Direction — Put the stretch of the data that opens with the line containing "task: segment the blue sky" and closes with the line containing "63L64 67L115 38L174", both of those lines included, into a JSON list of strings with one string per line. Leave out any blank lines.
## START Records to process
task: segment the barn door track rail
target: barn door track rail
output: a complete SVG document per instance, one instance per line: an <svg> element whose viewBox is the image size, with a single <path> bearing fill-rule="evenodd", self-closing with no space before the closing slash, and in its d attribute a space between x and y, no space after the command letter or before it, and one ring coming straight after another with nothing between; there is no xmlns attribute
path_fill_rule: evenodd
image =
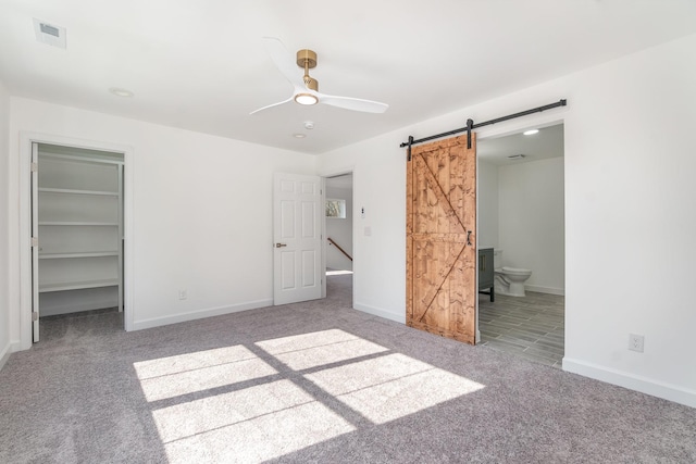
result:
<svg viewBox="0 0 696 464"><path fill-rule="evenodd" d="M423 137L422 139L413 140L412 136L409 136L409 140L401 142L400 148L408 147L408 161L411 161L411 147L417 143L423 143L424 141L430 141L434 139L438 139L442 137L452 136L455 134L467 133L467 148L471 148L471 131L473 129L477 129L478 127L489 126L492 124L501 123L504 121L514 120L515 117L526 116L529 114L540 113L542 111L551 110L554 108L566 106L567 100L562 99L557 101L556 103L545 104L544 106L533 108L532 110L521 111L519 113L509 114L507 116L497 117L495 120L486 121L485 123L476 123L469 118L467 120L467 127L461 127L459 129L449 130L447 133L436 134L430 137Z"/></svg>

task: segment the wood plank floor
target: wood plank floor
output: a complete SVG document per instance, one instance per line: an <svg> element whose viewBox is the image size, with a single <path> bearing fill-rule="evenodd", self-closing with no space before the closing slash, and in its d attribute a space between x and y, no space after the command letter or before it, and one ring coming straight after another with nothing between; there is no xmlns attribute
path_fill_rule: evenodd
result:
<svg viewBox="0 0 696 464"><path fill-rule="evenodd" d="M478 296L481 344L561 367L566 298L527 291L526 297Z"/></svg>

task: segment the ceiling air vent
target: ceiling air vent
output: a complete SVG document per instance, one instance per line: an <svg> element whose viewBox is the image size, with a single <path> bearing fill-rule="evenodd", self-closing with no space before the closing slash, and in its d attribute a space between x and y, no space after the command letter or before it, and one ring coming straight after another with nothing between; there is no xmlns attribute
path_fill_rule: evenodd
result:
<svg viewBox="0 0 696 464"><path fill-rule="evenodd" d="M34 18L34 33L36 40L41 43L65 49L65 27L49 24L44 21Z"/></svg>

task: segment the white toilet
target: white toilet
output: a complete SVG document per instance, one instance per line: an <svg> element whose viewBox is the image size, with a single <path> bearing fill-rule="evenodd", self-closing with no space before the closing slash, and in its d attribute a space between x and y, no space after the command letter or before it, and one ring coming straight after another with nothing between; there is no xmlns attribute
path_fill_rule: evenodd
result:
<svg viewBox="0 0 696 464"><path fill-rule="evenodd" d="M493 262L496 275L494 283L496 293L524 297L524 283L532 275L532 271L502 266L502 250L493 251Z"/></svg>

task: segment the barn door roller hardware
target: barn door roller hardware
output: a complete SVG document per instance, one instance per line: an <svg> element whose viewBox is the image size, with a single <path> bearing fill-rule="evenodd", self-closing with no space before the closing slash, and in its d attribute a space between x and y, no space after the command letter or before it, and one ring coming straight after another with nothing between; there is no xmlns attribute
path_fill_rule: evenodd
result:
<svg viewBox="0 0 696 464"><path fill-rule="evenodd" d="M532 110L521 111L519 113L509 114L507 116L498 117L495 120L486 121L485 123L474 124L473 120L467 120L467 127L462 127L455 130L449 130L443 134L436 134L430 137L423 137L422 139L413 140L412 136L409 136L409 141L402 142L399 147L408 147L408 160L411 161L411 147L415 143L423 143L424 141L430 141L434 139L438 139L442 137L452 136L455 134L467 133L467 147L471 148L471 131L473 129L477 129L478 127L489 126L492 124L501 123L508 120L514 120L515 117L526 116L529 114L540 113L542 111L551 110L558 106L566 106L568 104L566 99L559 100L556 103L545 104L544 106L533 108Z"/></svg>

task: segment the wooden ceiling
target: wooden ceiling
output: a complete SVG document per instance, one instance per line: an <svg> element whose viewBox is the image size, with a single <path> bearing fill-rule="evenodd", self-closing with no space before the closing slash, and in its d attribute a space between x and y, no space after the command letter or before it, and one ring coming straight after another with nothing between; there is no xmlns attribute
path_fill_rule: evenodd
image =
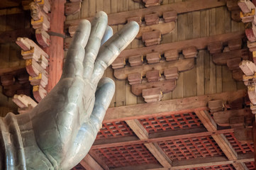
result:
<svg viewBox="0 0 256 170"><path fill-rule="evenodd" d="M243 23L238 18L238 1L143 0L145 8L142 1L139 4L132 0L84 0L81 4L73 0L67 2L66 21L61 24L54 21L65 19L64 6L57 6L59 1L64 3L52 0L52 9L48 6L43 12L51 11L42 21L45 25L50 23L50 28L32 20L29 28L28 24L17 29L9 26L0 33L5 40L0 40L1 52L9 50L6 42L13 42L17 36L24 35L34 41L19 39L18 44L23 52L35 47L45 50L40 54L52 59L49 60L49 68L41 72L48 76L45 91L50 91L61 74L62 49L68 49L81 18L91 20L96 11L104 10L114 32L130 18L139 21L145 32L161 30L160 26L167 23L171 26L157 33L154 40L150 36L152 32L148 36L142 33L140 39L121 54L113 69L107 69L105 76L116 84L114 98L89 153L73 169L255 169L250 134L254 119L238 64L242 60L252 60L252 54L246 47ZM21 1L9 0L0 2L0 9L10 11L18 6L21 10ZM16 10L13 18L23 13L21 11ZM6 11L0 16L4 18L0 22L5 26L10 18ZM152 13L157 13L157 17L150 16ZM14 28L15 20L10 21ZM45 30L39 33L34 29ZM45 48L42 47L44 45ZM148 55L152 52L157 54L150 58ZM7 60L13 60L4 61ZM16 72L11 71L25 66L11 66L0 69L2 85L6 82L2 77L20 83ZM168 74L166 69L174 67L174 72L168 70ZM150 74L152 70L158 72ZM129 76L136 73L139 78ZM164 91L162 87L170 80L168 75L174 86L171 90L169 89ZM36 83L42 85L40 81ZM154 89L155 84L160 93L154 96L150 90L150 95L143 95L143 89ZM135 92L134 86L140 91ZM148 99L152 96L157 97Z"/></svg>

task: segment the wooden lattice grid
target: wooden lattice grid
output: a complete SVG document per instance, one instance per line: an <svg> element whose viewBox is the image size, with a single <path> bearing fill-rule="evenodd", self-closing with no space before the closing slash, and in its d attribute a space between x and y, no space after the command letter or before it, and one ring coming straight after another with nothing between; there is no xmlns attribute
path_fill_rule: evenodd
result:
<svg viewBox="0 0 256 170"><path fill-rule="evenodd" d="M85 169L80 164L78 164L76 166L72 169L72 170L85 170Z"/></svg>
<svg viewBox="0 0 256 170"><path fill-rule="evenodd" d="M245 154L247 152L254 152L253 143L240 142L236 139L234 133L226 133L224 135L238 154Z"/></svg>
<svg viewBox="0 0 256 170"><path fill-rule="evenodd" d="M205 167L198 167L192 169L182 169L181 170L235 170L235 167L232 164L225 164L225 165L216 165L210 166Z"/></svg>
<svg viewBox="0 0 256 170"><path fill-rule="evenodd" d="M152 117L139 120L149 133L203 126L194 113Z"/></svg>
<svg viewBox="0 0 256 170"><path fill-rule="evenodd" d="M224 154L211 136L167 140L158 144L172 161Z"/></svg>
<svg viewBox="0 0 256 170"><path fill-rule="evenodd" d="M133 135L133 132L125 121L103 123L97 139Z"/></svg>
<svg viewBox="0 0 256 170"><path fill-rule="evenodd" d="M143 144L94 149L109 168L157 164L154 156Z"/></svg>
<svg viewBox="0 0 256 170"><path fill-rule="evenodd" d="M246 165L247 168L249 170L255 170L255 164L254 162L245 162L245 164Z"/></svg>

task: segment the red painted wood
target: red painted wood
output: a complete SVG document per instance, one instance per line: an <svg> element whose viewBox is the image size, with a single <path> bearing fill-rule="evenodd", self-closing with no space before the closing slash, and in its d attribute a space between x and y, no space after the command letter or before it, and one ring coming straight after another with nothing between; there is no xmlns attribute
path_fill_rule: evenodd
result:
<svg viewBox="0 0 256 170"><path fill-rule="evenodd" d="M64 34L64 21L65 16L65 0L52 0L50 15L50 31ZM46 49L49 54L49 83L48 89L50 91L60 80L62 73L62 65L64 59L63 38L50 36L50 45Z"/></svg>

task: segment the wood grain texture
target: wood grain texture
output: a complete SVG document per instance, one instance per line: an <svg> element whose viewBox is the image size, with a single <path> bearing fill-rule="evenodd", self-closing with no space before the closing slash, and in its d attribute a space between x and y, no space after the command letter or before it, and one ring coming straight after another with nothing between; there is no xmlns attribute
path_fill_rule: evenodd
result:
<svg viewBox="0 0 256 170"><path fill-rule="evenodd" d="M110 108L107 110L104 123L126 120L134 118L177 114L205 109L208 101L222 99L229 103L245 96L245 90L209 94L194 97L172 99L152 103L141 103L122 107Z"/></svg>
<svg viewBox="0 0 256 170"><path fill-rule="evenodd" d="M121 1L118 1L116 0L113 4L117 2L118 2L119 4L121 4ZM94 3L96 4L96 1L91 0L89 1L90 8L94 6ZM115 11L116 13L116 12L117 13L115 13L115 12L113 11L111 12L111 14L108 15L109 26L126 23L127 22L127 18L131 18L133 16L140 16L141 18L144 18L145 15L151 14L151 13L157 13L158 16L162 16L163 12L173 11L173 10L175 10L177 12L177 13L187 13L190 11L225 6L226 3L222 1L218 1L217 0L212 0L208 3L204 3L204 0L191 0L189 1L177 2L172 4L172 5L166 4L158 6L152 6L148 8L128 11L123 11L123 10L121 10L121 5L118 6L117 4L116 6L118 8L116 11ZM116 4L113 4L113 6L116 6ZM94 9L93 9L92 11L91 9L89 13L90 13L89 16L93 16L92 14L95 13ZM87 18L87 19L88 19L89 21L91 21L92 18L93 18L92 17ZM65 26L69 27L70 26L78 25L79 21L80 19L66 21Z"/></svg>

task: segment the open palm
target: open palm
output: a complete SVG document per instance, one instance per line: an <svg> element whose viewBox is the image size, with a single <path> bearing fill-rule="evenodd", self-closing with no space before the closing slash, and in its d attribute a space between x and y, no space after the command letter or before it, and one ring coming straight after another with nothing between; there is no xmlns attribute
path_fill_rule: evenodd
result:
<svg viewBox="0 0 256 170"><path fill-rule="evenodd" d="M91 28L88 21L80 23L60 81L29 115L35 143L43 152L37 155L45 157L42 168L36 169L72 168L96 138L115 91L111 79L101 78L139 30L137 23L129 23L101 45L112 31L107 23L104 12L96 14ZM29 157L26 164L31 169L37 166Z"/></svg>

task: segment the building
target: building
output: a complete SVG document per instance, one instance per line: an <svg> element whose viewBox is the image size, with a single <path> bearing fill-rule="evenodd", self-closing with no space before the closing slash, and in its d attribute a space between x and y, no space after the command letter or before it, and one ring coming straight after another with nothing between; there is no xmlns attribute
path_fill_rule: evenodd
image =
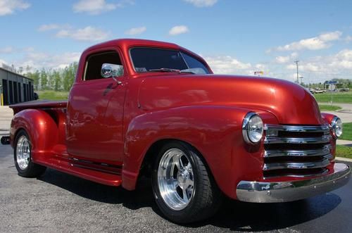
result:
<svg viewBox="0 0 352 233"><path fill-rule="evenodd" d="M33 80L0 67L0 103L1 106L34 100Z"/></svg>

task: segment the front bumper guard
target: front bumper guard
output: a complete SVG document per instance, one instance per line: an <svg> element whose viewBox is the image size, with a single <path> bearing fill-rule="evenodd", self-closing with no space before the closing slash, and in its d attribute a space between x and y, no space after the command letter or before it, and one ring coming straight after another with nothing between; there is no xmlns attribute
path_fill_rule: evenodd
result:
<svg viewBox="0 0 352 233"><path fill-rule="evenodd" d="M350 180L351 172L348 165L335 163L334 173L309 180L282 182L241 181L236 194L239 201L256 203L304 199L343 187Z"/></svg>

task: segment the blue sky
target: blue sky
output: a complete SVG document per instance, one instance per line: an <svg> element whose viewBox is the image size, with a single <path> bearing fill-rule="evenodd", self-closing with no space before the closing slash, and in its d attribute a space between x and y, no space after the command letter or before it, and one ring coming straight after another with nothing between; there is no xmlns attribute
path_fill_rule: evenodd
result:
<svg viewBox="0 0 352 233"><path fill-rule="evenodd" d="M0 63L64 67L115 38L174 42L216 73L352 78L351 1L0 0Z"/></svg>

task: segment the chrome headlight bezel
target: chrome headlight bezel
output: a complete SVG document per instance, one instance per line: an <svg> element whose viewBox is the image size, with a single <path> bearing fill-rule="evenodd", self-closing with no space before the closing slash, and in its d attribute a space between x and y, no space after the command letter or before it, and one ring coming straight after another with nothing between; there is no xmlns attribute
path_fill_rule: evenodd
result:
<svg viewBox="0 0 352 233"><path fill-rule="evenodd" d="M259 120L257 123L259 123L259 128L260 129L259 132L258 130L253 130L253 128L251 124L253 124L253 120ZM256 135L253 135L252 134L253 132L257 134L256 137L254 137ZM263 134L264 123L263 122L262 118L256 113L248 113L242 122L242 135L244 141L251 144L256 144L261 141Z"/></svg>
<svg viewBox="0 0 352 233"><path fill-rule="evenodd" d="M332 118L330 126L334 138L337 139L342 135L342 121L339 117L334 116Z"/></svg>

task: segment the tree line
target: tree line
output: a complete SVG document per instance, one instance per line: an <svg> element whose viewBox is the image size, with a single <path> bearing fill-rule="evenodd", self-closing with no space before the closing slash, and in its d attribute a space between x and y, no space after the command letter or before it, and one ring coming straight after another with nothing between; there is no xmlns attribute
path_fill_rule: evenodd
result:
<svg viewBox="0 0 352 233"><path fill-rule="evenodd" d="M75 80L77 67L78 63L74 62L64 68L42 68L33 72L27 71L24 75L33 80L36 91L68 92Z"/></svg>

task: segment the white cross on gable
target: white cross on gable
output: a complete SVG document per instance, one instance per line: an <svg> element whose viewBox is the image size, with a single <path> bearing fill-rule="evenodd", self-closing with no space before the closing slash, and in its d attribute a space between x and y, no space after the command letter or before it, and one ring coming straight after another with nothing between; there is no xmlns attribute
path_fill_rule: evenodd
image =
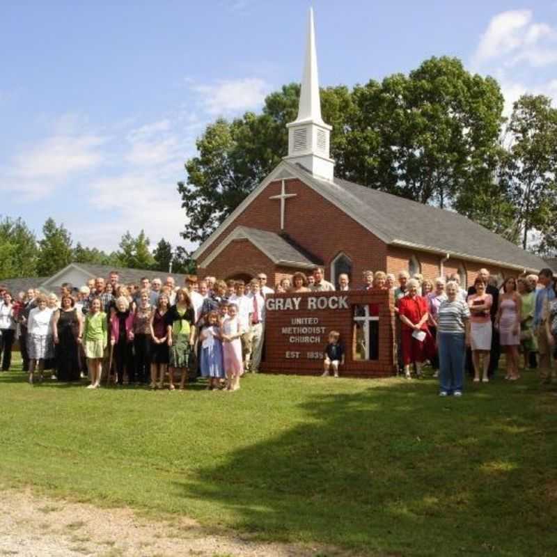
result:
<svg viewBox="0 0 557 557"><path fill-rule="evenodd" d="M370 306L363 306L363 315L354 316L354 320L358 323L361 323L363 327L363 347L366 350L366 359L370 359L370 323L372 321L379 321L377 315L370 315Z"/></svg>
<svg viewBox="0 0 557 557"><path fill-rule="evenodd" d="M287 194L286 187L284 180L282 180L282 185L281 187L281 194L278 196L271 196L269 199L280 199L281 200L281 230L284 230L284 210L285 208L285 201L289 197L296 197L297 194Z"/></svg>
## END Records to process
Full answer —
[
  "task: segment the blue sky",
  "target: blue sky",
  "output: a complete SVG document per instance, one instance per line: an <svg> element whose viewBox is the image size, with a single <path> bearing fill-rule=\"evenodd\", self-closing with no space before the closing slash, and in its d attribute a space between x and y, no space after the command letter or before it, and one ring coming straight after another with nothing between; there is no xmlns attribute",
  "path_fill_rule: evenodd",
  "result:",
  "<svg viewBox=\"0 0 352 233\"><path fill-rule=\"evenodd\" d=\"M0 63L64 67L115 38L174 42L216 73L352 78L351 1L0 0Z\"/></svg>"
]